== Quoted passage ==
*** Block opens ***
Optiplex 745 is not tested by Dell with Windows 7. You may check this link http://bit.ly/13osKHK to know how to upgrade to Windows 7 and what all are the system requirements.

The operating system cannot be transferred from one hard drive to another as such. You need Windows 7 disk along with the licensing key to install Windows 7 on the new system. a single key is valid for a single system.

Hope this helps. Please feel free to reply for any further assistance.

Thanks & Regards
Amogh G
#iworkfordell

3 Zinc

For the novice, it would be much simpler to use the windows 7 "backup and restore" function found under the maintenance tab within start button (all programs) to make a "system repair disk" and then make a "system image" saved to a usb hdd. Then you remove the old 80Gb hdd and install your newer 500Gb hdd into your old 745 and use the "system repair disk" your previously created to boot your OP745 (from CD) and recover the "system image" you previously saved on the usb hdd to this newer 500Gb hdd. Note that this will normally destroy all data on your 500Gb hdd and create the various boot and system partitions that Win7 requires (just as it was on teh 80Gb hdd), so be warned. Then you can repartition the hdd as required and reinstall the other linux os's to these new partitions as desired.

More advanced users may be able to copy the required Windows partitions from one HDD to another using a partition cloning tool and then rejig their GRUB install to also boot the new Win partition. But that's rather more complex and may still result in issues with your linux OS which you are now booting on a different machine (assuming your old machine that donated the 500Gb hdd was not also an Optiplex 745 which had failed (hence possibly why you bought 2x refurbished machines))...

Oh,and windows can indeed be transferred from an old HDD to another newer bigger HDD contained within the same system (mobo, processor, graphics card, etc) without any reactivation issues, otherwise one can not update their hdd which we have all done without running foul of our license conditions.

What you can not do is take a win7 key from say an old Dell Optiplex 745 and move that license to a newly built PC using a new mobo, cpu, graphics card, hdd, etc all in the same old case.... it's not allowed with these ~$50 OEM restricted licenses, though you can indeed do such with the $300 retail full licenses...
*** Block closes ***
== Recorded information ==
*** Block opens ***
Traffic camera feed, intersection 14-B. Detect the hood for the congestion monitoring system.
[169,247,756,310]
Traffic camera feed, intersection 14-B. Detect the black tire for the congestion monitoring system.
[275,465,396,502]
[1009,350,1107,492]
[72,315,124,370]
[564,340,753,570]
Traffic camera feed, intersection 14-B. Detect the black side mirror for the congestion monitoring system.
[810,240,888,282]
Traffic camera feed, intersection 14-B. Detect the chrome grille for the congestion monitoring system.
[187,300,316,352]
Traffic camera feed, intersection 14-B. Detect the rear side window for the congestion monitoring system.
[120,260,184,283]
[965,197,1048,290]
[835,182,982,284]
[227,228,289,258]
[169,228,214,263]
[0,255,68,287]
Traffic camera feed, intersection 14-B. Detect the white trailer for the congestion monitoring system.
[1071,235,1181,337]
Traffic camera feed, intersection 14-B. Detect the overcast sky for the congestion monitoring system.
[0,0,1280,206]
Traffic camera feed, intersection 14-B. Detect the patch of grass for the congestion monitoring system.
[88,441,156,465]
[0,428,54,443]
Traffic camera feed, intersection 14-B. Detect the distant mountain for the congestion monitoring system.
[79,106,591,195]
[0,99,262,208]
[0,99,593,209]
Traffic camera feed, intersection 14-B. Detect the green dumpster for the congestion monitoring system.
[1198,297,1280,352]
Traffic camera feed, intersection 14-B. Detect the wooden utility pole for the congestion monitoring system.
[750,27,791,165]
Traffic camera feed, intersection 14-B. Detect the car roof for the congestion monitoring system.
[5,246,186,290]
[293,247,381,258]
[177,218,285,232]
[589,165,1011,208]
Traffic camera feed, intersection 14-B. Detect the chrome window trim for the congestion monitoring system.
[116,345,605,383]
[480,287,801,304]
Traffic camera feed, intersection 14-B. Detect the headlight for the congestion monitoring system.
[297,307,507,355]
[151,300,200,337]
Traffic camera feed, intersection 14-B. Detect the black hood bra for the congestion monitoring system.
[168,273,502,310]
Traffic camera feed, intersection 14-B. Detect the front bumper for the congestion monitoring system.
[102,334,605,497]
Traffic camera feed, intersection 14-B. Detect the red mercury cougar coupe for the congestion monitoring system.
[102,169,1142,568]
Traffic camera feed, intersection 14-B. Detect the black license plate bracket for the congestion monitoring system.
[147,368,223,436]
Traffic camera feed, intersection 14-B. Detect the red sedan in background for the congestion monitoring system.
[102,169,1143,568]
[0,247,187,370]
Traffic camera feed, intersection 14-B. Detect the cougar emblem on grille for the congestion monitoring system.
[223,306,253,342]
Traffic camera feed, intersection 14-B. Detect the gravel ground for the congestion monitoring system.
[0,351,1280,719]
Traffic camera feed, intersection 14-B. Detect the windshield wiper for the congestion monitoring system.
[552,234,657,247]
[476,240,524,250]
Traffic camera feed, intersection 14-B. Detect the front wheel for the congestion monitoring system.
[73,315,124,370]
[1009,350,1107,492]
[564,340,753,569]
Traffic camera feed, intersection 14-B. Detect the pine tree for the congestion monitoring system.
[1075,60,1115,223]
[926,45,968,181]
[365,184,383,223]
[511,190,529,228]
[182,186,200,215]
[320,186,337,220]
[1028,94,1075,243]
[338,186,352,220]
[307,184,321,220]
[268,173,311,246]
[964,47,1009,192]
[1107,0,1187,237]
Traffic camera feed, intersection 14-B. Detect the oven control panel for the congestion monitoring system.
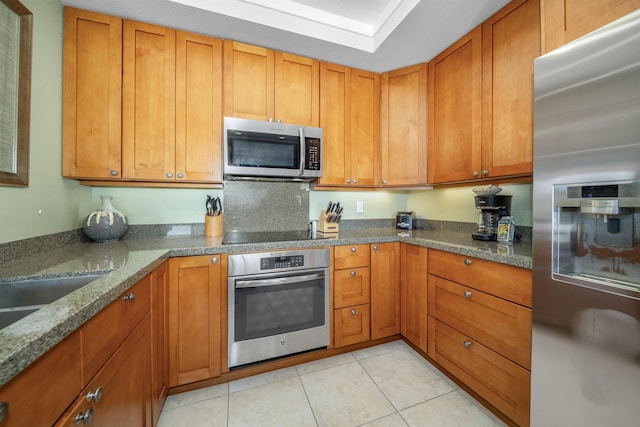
[260,255,304,270]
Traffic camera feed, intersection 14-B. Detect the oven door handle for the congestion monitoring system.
[236,273,325,289]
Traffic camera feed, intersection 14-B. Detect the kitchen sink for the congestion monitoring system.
[0,274,103,329]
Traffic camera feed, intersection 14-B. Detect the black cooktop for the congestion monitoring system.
[222,230,327,245]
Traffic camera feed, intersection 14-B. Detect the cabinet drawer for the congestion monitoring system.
[0,332,82,427]
[427,275,531,369]
[82,276,151,385]
[333,245,369,270]
[427,316,531,426]
[56,317,151,427]
[333,267,370,308]
[428,249,531,308]
[334,304,371,348]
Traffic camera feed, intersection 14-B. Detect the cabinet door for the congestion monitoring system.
[224,40,274,120]
[318,62,351,185]
[347,69,380,186]
[151,261,169,425]
[274,52,320,127]
[482,0,540,178]
[380,63,427,186]
[400,243,427,351]
[371,242,400,340]
[0,332,82,427]
[122,20,176,180]
[176,31,222,182]
[334,304,371,348]
[169,255,221,387]
[427,26,482,184]
[62,7,122,178]
[56,316,152,427]
[541,0,640,53]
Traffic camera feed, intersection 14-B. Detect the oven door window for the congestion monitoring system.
[228,131,300,169]
[234,271,325,342]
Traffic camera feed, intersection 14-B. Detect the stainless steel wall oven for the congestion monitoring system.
[228,249,330,368]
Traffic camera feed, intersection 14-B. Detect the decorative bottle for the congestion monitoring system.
[82,196,129,243]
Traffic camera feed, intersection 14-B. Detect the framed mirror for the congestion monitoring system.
[0,0,33,187]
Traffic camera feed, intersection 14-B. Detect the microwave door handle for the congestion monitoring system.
[298,128,307,176]
[235,273,325,289]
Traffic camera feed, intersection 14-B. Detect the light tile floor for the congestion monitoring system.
[158,341,505,427]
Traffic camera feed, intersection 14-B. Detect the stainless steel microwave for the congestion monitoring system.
[223,117,322,181]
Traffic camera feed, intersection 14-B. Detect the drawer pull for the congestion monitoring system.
[87,387,102,403]
[76,408,93,425]
[0,402,9,423]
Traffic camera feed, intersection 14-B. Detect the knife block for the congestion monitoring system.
[204,214,224,237]
[318,211,340,233]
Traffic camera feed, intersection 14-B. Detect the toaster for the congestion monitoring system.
[396,211,415,230]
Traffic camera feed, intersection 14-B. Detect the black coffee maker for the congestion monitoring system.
[471,194,511,241]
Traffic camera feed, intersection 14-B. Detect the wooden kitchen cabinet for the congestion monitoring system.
[174,31,222,182]
[380,63,427,186]
[481,0,540,178]
[150,261,169,425]
[0,331,82,427]
[62,7,122,179]
[427,250,531,426]
[400,243,428,352]
[427,26,482,184]
[169,255,226,387]
[318,62,380,187]
[122,20,176,181]
[540,0,640,53]
[56,315,152,427]
[224,40,320,127]
[370,242,401,340]
[333,245,371,348]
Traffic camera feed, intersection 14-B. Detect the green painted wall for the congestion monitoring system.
[0,0,91,243]
[0,0,532,243]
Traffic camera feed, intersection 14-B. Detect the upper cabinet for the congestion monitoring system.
[62,7,122,179]
[224,40,320,126]
[428,27,482,184]
[540,0,640,53]
[318,62,380,187]
[481,0,540,178]
[122,20,176,180]
[428,0,540,184]
[380,63,427,186]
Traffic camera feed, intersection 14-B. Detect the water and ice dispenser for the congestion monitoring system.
[552,181,640,294]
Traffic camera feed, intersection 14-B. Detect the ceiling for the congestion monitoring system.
[61,0,509,72]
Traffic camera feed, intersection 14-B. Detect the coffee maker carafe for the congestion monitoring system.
[471,194,511,241]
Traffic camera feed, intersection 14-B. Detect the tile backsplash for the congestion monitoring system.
[224,181,309,233]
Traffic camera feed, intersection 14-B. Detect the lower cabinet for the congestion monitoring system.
[169,255,226,387]
[333,245,371,348]
[400,243,427,352]
[427,250,531,426]
[370,242,400,340]
[56,315,152,427]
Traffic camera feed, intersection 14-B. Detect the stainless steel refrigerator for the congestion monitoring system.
[531,10,640,427]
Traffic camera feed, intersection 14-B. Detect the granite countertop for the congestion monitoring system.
[0,227,532,386]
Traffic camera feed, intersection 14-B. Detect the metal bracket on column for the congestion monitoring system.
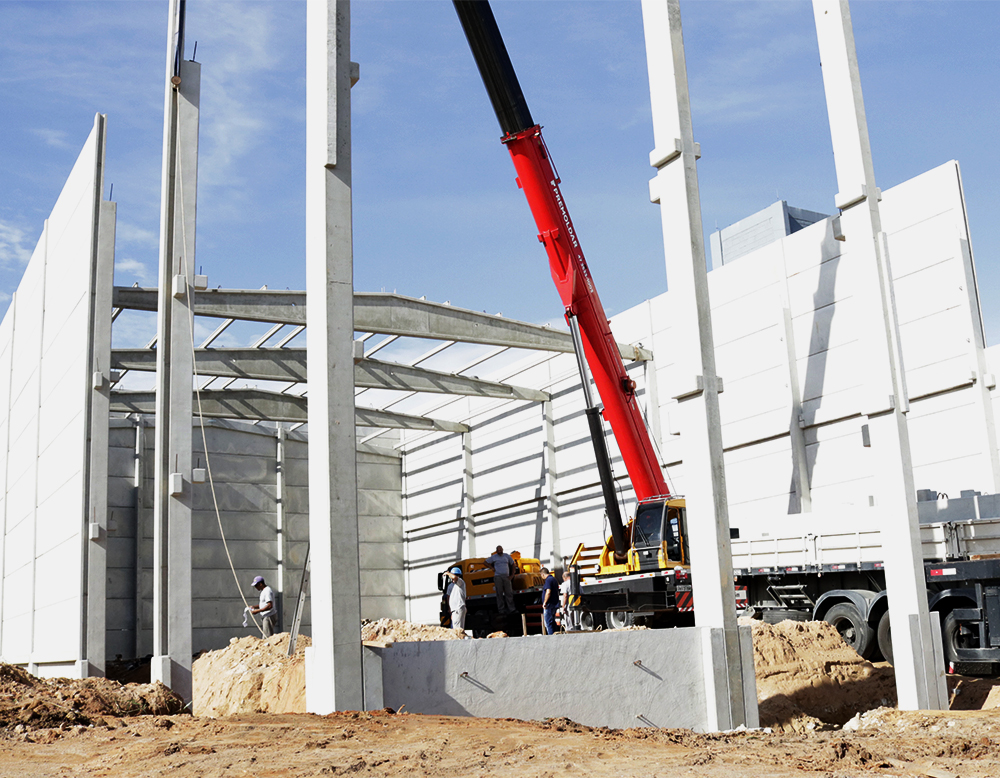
[670,375,724,400]
[834,184,882,211]
[649,138,701,170]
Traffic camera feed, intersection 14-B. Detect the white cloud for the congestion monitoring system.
[189,2,294,186]
[0,220,32,267]
[32,129,78,151]
[115,221,160,248]
[115,259,153,286]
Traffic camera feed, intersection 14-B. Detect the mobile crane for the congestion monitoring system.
[454,0,1000,674]
[454,0,693,626]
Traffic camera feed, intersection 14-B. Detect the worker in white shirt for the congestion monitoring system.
[250,575,278,638]
[448,567,466,632]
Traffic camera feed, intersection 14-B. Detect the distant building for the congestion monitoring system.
[711,200,828,270]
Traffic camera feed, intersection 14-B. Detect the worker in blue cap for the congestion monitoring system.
[448,567,466,632]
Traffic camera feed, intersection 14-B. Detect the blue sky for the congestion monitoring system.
[0,0,1000,345]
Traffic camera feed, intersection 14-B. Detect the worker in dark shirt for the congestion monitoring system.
[542,567,559,635]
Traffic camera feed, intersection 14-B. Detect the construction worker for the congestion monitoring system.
[250,575,278,638]
[448,567,466,632]
[542,567,559,635]
[486,546,517,616]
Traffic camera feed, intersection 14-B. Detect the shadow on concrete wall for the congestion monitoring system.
[788,219,843,514]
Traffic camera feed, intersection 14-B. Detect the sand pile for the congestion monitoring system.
[192,633,312,716]
[192,619,465,717]
[361,619,465,643]
[751,621,896,731]
[0,663,184,731]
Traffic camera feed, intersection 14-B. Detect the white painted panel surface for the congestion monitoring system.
[0,126,102,667]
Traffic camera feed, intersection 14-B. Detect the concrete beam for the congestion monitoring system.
[111,389,469,432]
[114,286,306,324]
[111,348,549,402]
[114,286,653,362]
[354,359,549,402]
[111,348,306,383]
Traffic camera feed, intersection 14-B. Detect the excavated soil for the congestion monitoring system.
[751,621,896,731]
[0,622,1000,778]
[0,664,184,732]
[191,633,312,716]
[361,619,466,643]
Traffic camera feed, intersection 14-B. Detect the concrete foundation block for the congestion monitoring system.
[376,627,756,732]
[361,646,385,710]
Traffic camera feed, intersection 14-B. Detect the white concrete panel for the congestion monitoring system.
[3,565,34,620]
[35,473,83,557]
[35,536,81,608]
[0,612,31,664]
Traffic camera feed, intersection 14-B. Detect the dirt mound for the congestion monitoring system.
[191,633,312,716]
[192,619,465,717]
[0,664,184,729]
[751,621,896,731]
[361,619,465,643]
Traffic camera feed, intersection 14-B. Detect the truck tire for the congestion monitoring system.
[823,602,876,659]
[604,611,635,629]
[941,613,979,663]
[877,611,892,664]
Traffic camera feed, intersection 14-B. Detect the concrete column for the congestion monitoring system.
[274,427,286,632]
[0,292,14,652]
[542,400,563,569]
[813,0,948,710]
[150,0,201,700]
[80,132,116,676]
[306,0,364,714]
[133,415,146,657]
[459,431,478,559]
[29,219,49,675]
[642,0,751,729]
[775,255,812,513]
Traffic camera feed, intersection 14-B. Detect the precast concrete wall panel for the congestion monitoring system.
[107,419,405,657]
[0,117,107,674]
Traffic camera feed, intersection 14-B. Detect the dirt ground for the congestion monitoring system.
[0,622,1000,778]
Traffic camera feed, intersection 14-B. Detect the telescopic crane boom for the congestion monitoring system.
[454,0,670,532]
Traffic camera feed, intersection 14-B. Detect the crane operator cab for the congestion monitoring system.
[628,498,688,572]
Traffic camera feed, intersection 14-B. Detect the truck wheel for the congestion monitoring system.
[823,602,876,659]
[604,611,635,629]
[877,611,892,664]
[941,613,979,662]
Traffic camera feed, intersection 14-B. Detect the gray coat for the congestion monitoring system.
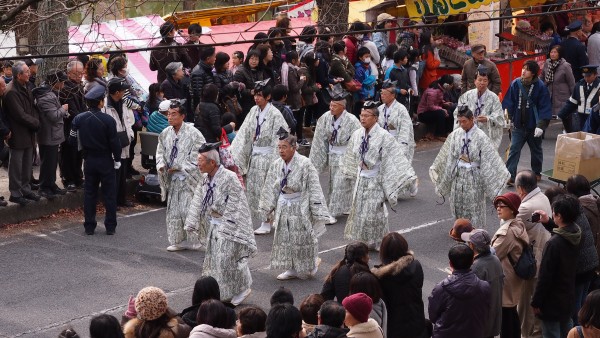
*** Block closes ***
== What is expected ==
Continue the forum discussion about moving Windows 7 to a new hard drive, starting right after its final sentence.

== Reply ==
Community Accepted Solution
2 Bronze

This sounds more reasonable. I think I will try to partition cloning. Thanks VERY much!!

4 Beryllium

Hi Frankzen,

@skylarking: Thank you for the inputs; appreciate it.

As skylarking mentioned you may create the recovery media then put the new HDD and reinstall the operating system on new HDD from that recovery media for the same system.

Keep me posted with the results. I will be glad to assist you.

Thanks & Regards
Amogh G
#iworkfordell

2 Bronze

Well I guess we can put an end to this thread :emotion-1: It all worked fine - Windows did insist on running chkdsk on the first boot but it found nothing wrong and then happily booted.

I then partitioned....installed Fedora 19 and Grub2 found  all the installations including Windows. It was all much simpler than I imagined.  I used all Linux utilities including gparted booted from a live disk.

I still have one more Linux installation to go --- but it's no problem.

Thanks to all.

2 Bronze

The problem I am having with my newly purchased second hand XPS 701 is the backup is not succeeding.  And of course the guy didn't have the original disks.  What are my options?

3 Zinc

Kevin, you don't mention what version of the OS you are using and what specific error you get or at which point you get it that stops the backup or restore from succeeding !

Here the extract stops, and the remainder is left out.